Exercise instructions:
Copy out the material from the line with "Can you find the green" through the end, replacing "solar panels" with "solar modules" and leaving everything else as is.

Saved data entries
__________________________________________________
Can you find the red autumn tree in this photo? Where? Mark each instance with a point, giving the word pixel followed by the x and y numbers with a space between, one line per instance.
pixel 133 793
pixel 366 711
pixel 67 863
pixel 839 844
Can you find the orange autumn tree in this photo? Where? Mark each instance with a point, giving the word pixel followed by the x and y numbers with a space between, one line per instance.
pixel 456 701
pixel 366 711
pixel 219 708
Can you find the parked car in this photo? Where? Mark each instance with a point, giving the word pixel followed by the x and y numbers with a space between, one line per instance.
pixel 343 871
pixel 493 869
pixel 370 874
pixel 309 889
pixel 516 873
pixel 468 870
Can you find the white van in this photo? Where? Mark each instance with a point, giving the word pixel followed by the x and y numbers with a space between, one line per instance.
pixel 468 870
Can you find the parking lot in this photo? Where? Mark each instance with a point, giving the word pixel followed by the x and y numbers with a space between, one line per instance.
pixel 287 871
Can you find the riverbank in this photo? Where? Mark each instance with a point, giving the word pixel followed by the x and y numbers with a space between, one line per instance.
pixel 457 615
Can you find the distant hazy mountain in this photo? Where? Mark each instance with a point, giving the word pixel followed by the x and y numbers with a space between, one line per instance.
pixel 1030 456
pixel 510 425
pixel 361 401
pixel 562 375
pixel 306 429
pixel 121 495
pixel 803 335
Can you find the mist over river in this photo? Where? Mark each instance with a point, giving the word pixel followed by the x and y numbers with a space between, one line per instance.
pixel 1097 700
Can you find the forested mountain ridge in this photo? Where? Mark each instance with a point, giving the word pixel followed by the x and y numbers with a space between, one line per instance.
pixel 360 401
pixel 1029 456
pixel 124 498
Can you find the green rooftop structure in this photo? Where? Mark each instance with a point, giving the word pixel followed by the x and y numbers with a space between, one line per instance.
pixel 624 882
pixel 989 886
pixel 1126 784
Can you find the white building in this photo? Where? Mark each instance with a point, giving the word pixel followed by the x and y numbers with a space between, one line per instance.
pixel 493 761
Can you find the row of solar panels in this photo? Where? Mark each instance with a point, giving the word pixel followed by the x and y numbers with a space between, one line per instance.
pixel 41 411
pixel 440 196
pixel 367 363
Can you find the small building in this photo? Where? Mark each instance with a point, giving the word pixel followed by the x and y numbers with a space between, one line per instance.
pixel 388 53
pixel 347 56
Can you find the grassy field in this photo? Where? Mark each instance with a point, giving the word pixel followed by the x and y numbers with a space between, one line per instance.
__________________________________________________
Correct output:
Can you find the green rooftop structure in this photo? Where? Mark each instance with a point, giving the word pixel followed by the x and y numbers with a space between, one line per instance.
pixel 624 882
pixel 989 886
pixel 1126 784
Can you find the white building in this photo? Where? Mark each instance with a point, giving the word pixel followed by the x and y numbers with a space between, one line per instance.
pixel 493 761
Can you find the row of solar modules in this photo? Where? Mark each instance with a point, giving the word pixel followed by the x and y numbers with a space between, one line per instance.
pixel 41 411
pixel 440 196
pixel 367 363
Can you find the small building in this photo? Where? Mark each instance with a point, giving the word pixel followed by the x and y numbers with a space between, one line per instance.
pixel 388 53
pixel 347 56
Can you find the grassy field in this photo? Where? Mark each instance with a point, giving the word pixel followed by the x and y numbers with a space between, one line per instance.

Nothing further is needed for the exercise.